»»

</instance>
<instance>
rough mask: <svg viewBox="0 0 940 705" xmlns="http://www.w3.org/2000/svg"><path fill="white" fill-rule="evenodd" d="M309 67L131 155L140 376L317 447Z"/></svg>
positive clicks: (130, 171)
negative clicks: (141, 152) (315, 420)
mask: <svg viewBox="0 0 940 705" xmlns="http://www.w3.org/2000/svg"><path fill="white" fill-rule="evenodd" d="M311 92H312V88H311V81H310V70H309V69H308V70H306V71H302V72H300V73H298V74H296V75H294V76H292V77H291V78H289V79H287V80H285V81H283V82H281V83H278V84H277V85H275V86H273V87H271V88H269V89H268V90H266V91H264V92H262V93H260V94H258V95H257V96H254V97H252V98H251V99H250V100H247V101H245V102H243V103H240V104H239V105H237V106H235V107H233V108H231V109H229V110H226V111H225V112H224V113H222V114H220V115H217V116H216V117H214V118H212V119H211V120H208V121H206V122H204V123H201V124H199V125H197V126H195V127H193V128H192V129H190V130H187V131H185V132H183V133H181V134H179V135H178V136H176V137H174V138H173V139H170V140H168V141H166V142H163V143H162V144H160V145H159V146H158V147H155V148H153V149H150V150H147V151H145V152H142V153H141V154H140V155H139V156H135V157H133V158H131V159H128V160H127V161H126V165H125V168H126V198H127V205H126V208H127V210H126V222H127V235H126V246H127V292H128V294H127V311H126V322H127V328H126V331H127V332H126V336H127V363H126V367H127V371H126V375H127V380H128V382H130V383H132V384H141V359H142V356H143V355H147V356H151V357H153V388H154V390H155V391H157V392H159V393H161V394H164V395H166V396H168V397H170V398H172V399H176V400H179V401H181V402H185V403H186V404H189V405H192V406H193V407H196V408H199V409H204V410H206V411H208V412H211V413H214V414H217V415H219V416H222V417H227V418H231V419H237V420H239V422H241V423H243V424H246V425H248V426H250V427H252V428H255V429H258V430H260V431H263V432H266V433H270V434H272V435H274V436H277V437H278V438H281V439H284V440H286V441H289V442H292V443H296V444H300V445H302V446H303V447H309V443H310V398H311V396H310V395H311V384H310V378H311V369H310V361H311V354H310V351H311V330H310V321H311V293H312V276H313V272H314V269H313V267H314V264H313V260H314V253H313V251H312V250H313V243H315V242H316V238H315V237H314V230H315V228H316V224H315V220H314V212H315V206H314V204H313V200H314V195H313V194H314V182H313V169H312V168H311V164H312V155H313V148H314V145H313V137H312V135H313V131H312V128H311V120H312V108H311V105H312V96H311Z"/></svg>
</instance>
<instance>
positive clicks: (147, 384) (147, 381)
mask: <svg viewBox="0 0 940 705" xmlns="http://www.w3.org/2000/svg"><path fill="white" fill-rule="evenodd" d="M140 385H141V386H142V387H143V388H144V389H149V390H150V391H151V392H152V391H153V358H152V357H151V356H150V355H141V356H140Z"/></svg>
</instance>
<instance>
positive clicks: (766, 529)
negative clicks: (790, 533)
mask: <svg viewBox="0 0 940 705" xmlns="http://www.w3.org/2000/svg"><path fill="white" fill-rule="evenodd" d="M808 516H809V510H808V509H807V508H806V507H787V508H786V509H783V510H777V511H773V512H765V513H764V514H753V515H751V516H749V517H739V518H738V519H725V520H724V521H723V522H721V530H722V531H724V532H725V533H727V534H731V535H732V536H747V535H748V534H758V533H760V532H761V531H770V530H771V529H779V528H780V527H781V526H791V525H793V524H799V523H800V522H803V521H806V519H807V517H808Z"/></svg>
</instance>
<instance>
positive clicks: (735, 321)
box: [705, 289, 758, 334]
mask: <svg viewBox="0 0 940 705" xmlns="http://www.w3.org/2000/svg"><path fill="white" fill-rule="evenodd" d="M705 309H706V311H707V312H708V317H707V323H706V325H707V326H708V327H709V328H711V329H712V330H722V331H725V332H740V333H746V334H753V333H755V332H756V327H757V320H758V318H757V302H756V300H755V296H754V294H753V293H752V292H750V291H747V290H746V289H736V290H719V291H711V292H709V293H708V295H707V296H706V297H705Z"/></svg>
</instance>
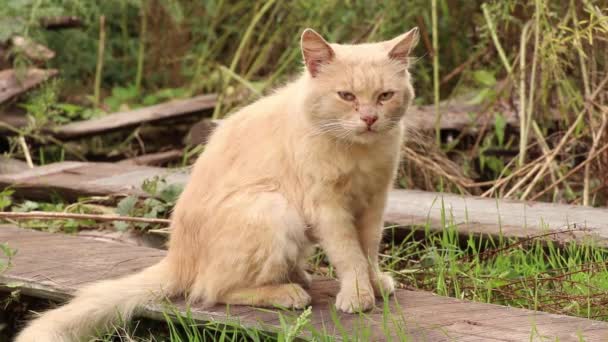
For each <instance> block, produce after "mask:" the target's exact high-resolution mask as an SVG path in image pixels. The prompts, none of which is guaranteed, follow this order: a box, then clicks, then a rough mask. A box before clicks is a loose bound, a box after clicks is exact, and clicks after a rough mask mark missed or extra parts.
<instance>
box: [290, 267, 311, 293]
mask: <svg viewBox="0 0 608 342" xmlns="http://www.w3.org/2000/svg"><path fill="white" fill-rule="evenodd" d="M289 281H292V282H294V283H298V284H300V285H302V287H304V288H305V289H309V288H310V285H311V284H312V276H311V275H310V273H308V272H307V271H306V270H304V269H303V268H300V267H298V268H296V269H295V270H293V271H292V272H291V273H290V274H289Z"/></svg>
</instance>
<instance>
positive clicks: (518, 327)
mask: <svg viewBox="0 0 608 342" xmlns="http://www.w3.org/2000/svg"><path fill="white" fill-rule="evenodd" d="M0 242H6V243H8V244H9V246H11V247H12V248H15V249H17V250H18V253H17V255H16V257H15V258H14V259H13V262H12V264H13V265H12V267H11V268H10V269H9V270H8V271H7V272H6V273H4V274H2V275H0V284H8V283H12V284H13V286H14V285H15V284H18V285H19V287H20V289H21V291H22V292H23V293H24V294H28V295H32V296H36V297H42V298H50V299H58V300H64V299H66V298H68V297H69V296H70V295H71V294H72V293H73V292H74V290H75V289H77V288H78V287H81V286H84V285H86V284H89V283H91V282H94V281H98V280H102V279H108V278H115V277H119V276H122V275H127V274H132V273H133V272H137V271H138V270H141V269H143V268H145V267H147V266H149V265H152V264H154V263H155V262H157V261H159V260H160V259H161V258H162V257H163V255H164V251H161V250H157V249H151V248H146V247H135V246H125V245H122V244H112V243H106V242H99V241H93V240H88V239H84V238H79V237H73V236H66V235H63V234H49V233H42V232H36V231H31V230H26V229H20V228H15V227H10V226H7V225H4V226H2V225H0ZM11 290H14V288H11ZM337 290H338V284H337V282H335V281H334V280H329V279H316V280H315V281H314V285H313V287H312V289H310V293H311V296H312V297H313V303H312V308H313V310H312V311H313V317H312V325H313V326H314V327H315V328H316V329H319V330H321V331H326V332H327V333H328V334H337V335H341V334H340V329H339V328H338V327H337V326H336V325H335V324H334V322H333V321H332V319H331V318H330V317H331V313H330V312H331V310H332V308H331V307H332V303H333V302H334V299H335V294H336V292H337ZM389 302H390V311H391V318H392V319H393V320H394V321H392V322H391V321H389V322H388V323H387V324H386V326H385V327H384V323H383V322H385V320H384V319H383V314H382V310H381V309H380V308H376V309H375V310H374V311H372V312H370V313H367V314H365V315H363V316H358V315H348V314H341V313H338V314H337V316H338V317H339V320H340V323H341V325H342V326H343V328H344V330H346V331H347V332H348V333H349V334H351V336H352V335H354V336H356V335H359V336H358V337H359V340H369V341H382V340H387V339H388V338H389V337H390V336H391V335H395V333H396V331H404V332H405V333H406V334H407V335H408V336H410V337H411V338H412V340H414V341H422V340H425V341H528V340H530V341H532V340H534V341H536V340H540V336H542V337H543V338H547V339H548V340H551V341H553V340H555V339H557V338H558V339H559V341H579V337H581V336H582V337H584V338H585V340H586V341H606V340H608V323H606V322H599V321H592V320H587V319H581V318H575V317H568V316H560V315H553V314H547V313H541V312H533V311H529V310H522V309H516V308H509V307H504V306H498V305H490V304H482V303H473V302H467V301H462V300H457V299H453V298H448V297H441V296H436V295H434V294H431V293H426V292H418V291H405V290H398V291H397V293H396V295H395V296H394V297H392V298H391V299H390V300H389ZM174 304H176V305H177V307H178V308H179V309H180V310H182V311H183V310H185V306H184V304H183V303H181V302H179V301H177V302H175V303H174ZM161 310H162V306H161V305H150V306H148V307H146V308H145V310H144V312H143V316H148V317H152V318H161ZM191 310H192V316H193V317H194V318H195V319H197V320H200V321H215V322H239V323H240V324H242V325H245V326H249V327H257V328H260V329H267V330H270V331H272V330H274V329H276V328H277V327H278V326H279V319H278V313H277V312H278V311H275V310H260V309H256V308H252V307H245V306H232V307H230V308H227V307H226V306H223V305H218V306H216V307H213V308H211V309H201V308H197V307H196V306H195V307H193V308H191ZM282 314H283V315H286V316H287V317H295V316H296V315H297V314H298V312H285V311H283V312H282ZM161 319H162V318H161ZM364 330H369V331H370V332H371V334H370V335H368V336H361V335H360V334H362V333H363V331H364Z"/></svg>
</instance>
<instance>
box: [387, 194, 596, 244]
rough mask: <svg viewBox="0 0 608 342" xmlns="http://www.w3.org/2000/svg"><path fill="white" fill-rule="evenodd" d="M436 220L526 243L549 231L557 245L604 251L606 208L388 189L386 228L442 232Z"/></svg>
mask: <svg viewBox="0 0 608 342" xmlns="http://www.w3.org/2000/svg"><path fill="white" fill-rule="evenodd" d="M442 217H445V220H446V221H447V222H448V223H451V224H454V225H455V226H456V227H457V229H458V232H459V233H464V234H469V233H471V234H478V235H480V234H487V235H494V236H496V235H499V234H500V233H502V235H503V236H506V237H514V238H526V237H530V236H536V235H541V234H548V233H550V232H563V233H565V234H558V235H556V236H550V237H551V238H553V239H558V240H560V241H568V240H577V241H583V240H593V241H594V243H598V244H600V245H603V246H608V209H605V208H591V207H585V206H576V205H567V204H556V203H543V202H522V201H515V200H505V199H501V200H498V199H492V198H481V197H476V196H460V195H454V194H440V193H434V192H425V191H416V190H394V191H392V192H391V193H390V195H389V201H388V204H387V208H386V210H385V220H386V222H387V223H389V224H390V223H392V224H398V225H402V226H417V225H425V224H427V223H428V224H429V225H430V227H431V228H432V229H433V230H438V231H441V230H443V228H444V224H443V223H442Z"/></svg>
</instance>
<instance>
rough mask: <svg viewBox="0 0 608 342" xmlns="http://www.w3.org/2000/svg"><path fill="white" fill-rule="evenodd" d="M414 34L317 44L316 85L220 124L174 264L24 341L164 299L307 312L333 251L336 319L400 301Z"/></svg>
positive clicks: (48, 325)
mask: <svg viewBox="0 0 608 342" xmlns="http://www.w3.org/2000/svg"><path fill="white" fill-rule="evenodd" d="M417 40H418V30H417V29H413V30H411V31H409V32H407V33H405V34H403V35H401V36H399V37H396V38H394V39H392V40H390V41H385V42H380V43H373V44H361V45H339V44H329V43H327V42H326V41H325V40H324V39H323V38H322V37H321V36H320V35H319V34H317V33H316V32H315V31H313V30H311V29H307V30H305V31H304V32H303V34H302V37H301V49H302V54H303V57H304V62H305V65H306V68H305V70H304V71H303V73H302V75H301V76H300V77H299V78H298V79H296V80H295V81H294V82H292V83H290V84H287V85H286V86H284V87H283V88H281V89H279V90H277V91H276V92H275V93H273V94H272V95H269V96H266V97H264V98H262V99H260V100H258V101H256V102H255V103H253V104H251V105H249V106H247V107H244V108H242V109H241V110H240V111H238V112H237V113H235V114H234V115H232V116H231V117H230V118H228V119H226V120H225V121H224V122H222V123H221V124H220V126H219V127H218V128H217V130H216V131H215V132H214V133H213V135H212V137H211V139H210V141H209V143H208V145H207V146H206V148H205V152H204V153H203V154H202V155H201V156H200V158H199V159H198V161H197V162H196V164H195V166H194V169H193V172H192V176H191V179H190V182H189V184H188V185H187V186H186V188H185V189H184V192H183V193H182V195H181V197H180V199H179V201H178V203H177V205H176V207H175V210H174V212H173V215H172V221H171V239H170V243H169V251H168V254H167V257H166V258H165V259H163V261H161V262H160V263H158V264H156V265H154V266H151V267H150V268H147V269H145V270H143V271H141V272H140V273H137V274H134V275H131V276H128V277H125V278H122V279H116V280H109V281H103V282H100V283H97V284H93V285H91V286H88V287H85V288H83V289H82V290H80V291H79V292H78V293H77V294H76V297H75V298H74V299H73V300H72V301H71V302H70V303H68V304H66V305H64V306H62V307H59V308H57V309H54V310H51V311H49V312H47V313H44V314H43V315H42V316H41V317H39V318H37V319H35V320H34V321H33V322H32V323H31V324H30V325H29V326H28V327H27V328H26V329H24V330H23V331H22V332H21V334H20V335H19V336H18V337H17V342H34V341H36V342H49V341H79V340H81V339H83V338H86V337H87V336H90V335H91V334H93V333H94V332H95V331H96V330H97V329H102V328H104V327H107V326H108V325H109V324H111V323H112V322H113V321H114V320H116V319H117V317H119V316H120V317H121V318H123V319H127V318H128V317H129V316H130V315H131V314H132V313H133V312H134V310H136V309H137V307H139V306H141V305H144V304H146V303H149V302H151V301H154V300H158V299H159V298H161V297H164V296H169V297H171V296H177V295H185V296H187V297H188V298H189V300H190V301H192V302H198V301H201V302H202V303H203V304H205V305H213V304H215V303H227V304H245V305H257V306H275V305H279V306H283V307H291V308H304V307H306V306H307V305H309V304H310V300H311V298H310V296H309V295H308V294H307V293H306V290H305V288H306V287H307V286H308V285H310V282H311V277H310V275H309V274H308V273H307V272H306V270H305V263H306V260H307V258H308V257H309V255H310V253H311V251H312V249H313V244H315V243H319V244H320V245H321V247H322V248H323V250H324V251H325V252H326V253H327V255H328V257H329V260H330V262H331V263H332V265H333V266H334V267H335V269H336V270H337V274H338V277H339V280H340V292H339V294H338V296H337V298H336V307H337V308H338V309H339V310H341V311H345V312H355V311H359V310H368V309H371V308H372V307H373V306H374V301H375V299H374V297H375V296H379V295H380V294H381V293H382V294H390V293H392V292H393V291H394V283H393V279H392V278H391V277H390V276H389V275H387V274H383V273H381V272H380V269H379V267H378V249H379V243H380V239H381V235H382V226H383V221H382V214H383V211H384V207H385V203H386V199H387V194H388V191H389V190H390V188H391V187H392V184H393V181H394V178H395V174H396V169H397V165H398V162H399V151H400V146H401V142H402V138H403V131H404V127H403V126H404V125H403V122H402V121H403V120H402V118H403V116H404V114H405V112H406V110H407V108H408V106H409V104H410V103H411V101H412V99H413V97H414V90H413V88H412V85H411V81H410V75H409V72H408V64H409V62H408V61H409V55H410V52H411V50H412V48H413V47H414V46H415V44H416V43H417Z"/></svg>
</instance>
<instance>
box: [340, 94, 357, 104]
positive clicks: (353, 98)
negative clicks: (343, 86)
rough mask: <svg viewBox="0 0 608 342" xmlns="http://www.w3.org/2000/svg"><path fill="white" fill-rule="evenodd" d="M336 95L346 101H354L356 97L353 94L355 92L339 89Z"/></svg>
mask: <svg viewBox="0 0 608 342" xmlns="http://www.w3.org/2000/svg"><path fill="white" fill-rule="evenodd" d="M338 96H340V98H341V99H342V100H344V101H348V102H352V101H355V99H356V98H357V97H356V96H355V94H353V93H351V92H348V91H339V92H338Z"/></svg>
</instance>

««

> [WORK TASK]
Return every line of the entries from the very first one through the line holding "positive clicks: (130, 171)", both ends included, copied verbatim.

> [TASK ANSWER]
</instance>
<instance>
rough mask: <svg viewBox="0 0 940 705" xmlns="http://www.w3.org/2000/svg"><path fill="white" fill-rule="evenodd" d="M309 67L131 155L140 376L317 447Z"/></svg>
positive clicks: (130, 171)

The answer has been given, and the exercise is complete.